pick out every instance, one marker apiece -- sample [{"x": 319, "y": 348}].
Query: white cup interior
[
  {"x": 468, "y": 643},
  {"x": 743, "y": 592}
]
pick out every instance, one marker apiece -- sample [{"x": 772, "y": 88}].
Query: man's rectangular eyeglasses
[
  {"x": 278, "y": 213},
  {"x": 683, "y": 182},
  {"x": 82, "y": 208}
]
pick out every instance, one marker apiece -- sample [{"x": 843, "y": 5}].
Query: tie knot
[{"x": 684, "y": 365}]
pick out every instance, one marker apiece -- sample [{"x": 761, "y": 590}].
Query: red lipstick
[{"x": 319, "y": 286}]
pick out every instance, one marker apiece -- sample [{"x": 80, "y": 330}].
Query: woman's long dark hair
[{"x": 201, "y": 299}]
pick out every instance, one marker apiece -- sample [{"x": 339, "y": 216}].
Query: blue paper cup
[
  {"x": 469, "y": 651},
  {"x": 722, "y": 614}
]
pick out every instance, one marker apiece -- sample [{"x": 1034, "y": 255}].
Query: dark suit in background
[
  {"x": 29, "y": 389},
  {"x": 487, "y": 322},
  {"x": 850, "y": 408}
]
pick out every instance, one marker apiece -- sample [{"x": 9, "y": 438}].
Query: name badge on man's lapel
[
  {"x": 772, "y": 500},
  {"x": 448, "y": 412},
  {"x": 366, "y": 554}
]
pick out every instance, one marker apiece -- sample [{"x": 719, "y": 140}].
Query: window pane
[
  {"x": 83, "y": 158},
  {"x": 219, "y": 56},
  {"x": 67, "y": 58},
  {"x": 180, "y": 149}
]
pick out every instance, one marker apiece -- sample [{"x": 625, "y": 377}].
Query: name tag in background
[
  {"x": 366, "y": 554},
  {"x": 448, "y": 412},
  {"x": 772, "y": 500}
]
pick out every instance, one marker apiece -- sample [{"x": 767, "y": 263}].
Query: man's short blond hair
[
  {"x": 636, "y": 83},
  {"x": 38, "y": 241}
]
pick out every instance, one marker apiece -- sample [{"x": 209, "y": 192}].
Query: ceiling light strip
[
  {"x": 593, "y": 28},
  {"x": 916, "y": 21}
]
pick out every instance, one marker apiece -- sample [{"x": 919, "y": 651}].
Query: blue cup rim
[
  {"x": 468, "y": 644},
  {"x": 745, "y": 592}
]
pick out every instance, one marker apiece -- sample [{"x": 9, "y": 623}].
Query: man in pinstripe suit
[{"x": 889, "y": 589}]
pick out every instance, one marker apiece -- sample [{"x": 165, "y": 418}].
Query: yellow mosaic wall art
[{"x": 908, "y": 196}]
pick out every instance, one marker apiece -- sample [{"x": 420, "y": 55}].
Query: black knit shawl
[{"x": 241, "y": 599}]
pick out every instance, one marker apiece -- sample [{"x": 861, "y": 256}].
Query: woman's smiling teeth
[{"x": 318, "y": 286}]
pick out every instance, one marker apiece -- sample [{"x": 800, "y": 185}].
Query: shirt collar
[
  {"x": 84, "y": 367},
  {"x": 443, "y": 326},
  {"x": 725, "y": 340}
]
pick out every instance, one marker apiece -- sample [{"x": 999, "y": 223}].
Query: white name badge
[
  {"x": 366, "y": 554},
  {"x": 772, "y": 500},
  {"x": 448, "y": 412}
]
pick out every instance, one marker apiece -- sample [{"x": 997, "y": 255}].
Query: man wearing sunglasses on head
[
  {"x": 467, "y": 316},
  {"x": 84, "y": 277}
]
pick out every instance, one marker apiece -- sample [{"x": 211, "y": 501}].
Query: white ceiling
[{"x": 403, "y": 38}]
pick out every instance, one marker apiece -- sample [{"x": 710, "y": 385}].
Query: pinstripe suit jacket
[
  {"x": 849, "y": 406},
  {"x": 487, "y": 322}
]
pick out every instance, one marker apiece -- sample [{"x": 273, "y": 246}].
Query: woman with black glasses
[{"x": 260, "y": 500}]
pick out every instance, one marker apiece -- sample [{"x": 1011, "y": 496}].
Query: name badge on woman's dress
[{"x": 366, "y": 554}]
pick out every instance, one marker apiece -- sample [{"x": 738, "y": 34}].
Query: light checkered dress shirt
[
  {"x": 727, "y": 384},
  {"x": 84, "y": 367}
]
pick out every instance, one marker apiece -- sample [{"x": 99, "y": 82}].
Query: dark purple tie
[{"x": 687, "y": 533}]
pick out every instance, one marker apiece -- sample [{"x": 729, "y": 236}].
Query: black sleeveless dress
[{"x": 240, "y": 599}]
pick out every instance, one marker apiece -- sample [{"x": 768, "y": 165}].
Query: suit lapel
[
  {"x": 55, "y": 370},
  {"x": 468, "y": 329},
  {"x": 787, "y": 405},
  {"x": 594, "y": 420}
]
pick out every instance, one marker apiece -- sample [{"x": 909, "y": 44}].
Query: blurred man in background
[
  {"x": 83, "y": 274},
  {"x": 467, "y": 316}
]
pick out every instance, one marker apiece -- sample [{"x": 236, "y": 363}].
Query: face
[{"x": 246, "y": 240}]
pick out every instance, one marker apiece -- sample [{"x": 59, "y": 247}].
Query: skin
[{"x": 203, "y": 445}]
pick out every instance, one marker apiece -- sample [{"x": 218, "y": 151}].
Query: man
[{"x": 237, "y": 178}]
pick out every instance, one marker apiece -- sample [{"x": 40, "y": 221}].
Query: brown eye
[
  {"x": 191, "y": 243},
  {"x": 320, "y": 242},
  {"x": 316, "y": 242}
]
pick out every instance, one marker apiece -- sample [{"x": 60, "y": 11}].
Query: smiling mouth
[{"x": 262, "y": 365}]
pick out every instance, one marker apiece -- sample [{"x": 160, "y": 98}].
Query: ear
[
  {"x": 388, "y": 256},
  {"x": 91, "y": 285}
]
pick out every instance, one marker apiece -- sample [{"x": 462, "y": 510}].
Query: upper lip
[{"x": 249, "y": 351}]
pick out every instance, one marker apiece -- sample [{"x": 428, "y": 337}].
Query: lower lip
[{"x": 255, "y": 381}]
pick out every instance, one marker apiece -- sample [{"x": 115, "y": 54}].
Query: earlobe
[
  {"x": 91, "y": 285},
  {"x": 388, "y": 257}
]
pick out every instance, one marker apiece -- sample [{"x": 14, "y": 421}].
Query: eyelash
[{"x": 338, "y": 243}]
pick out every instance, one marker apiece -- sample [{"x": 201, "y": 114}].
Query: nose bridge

- [Problem to work on]:
How many lines of the listing above contain the string "dress"? Reply with the number alone.

- [Full answer]:
3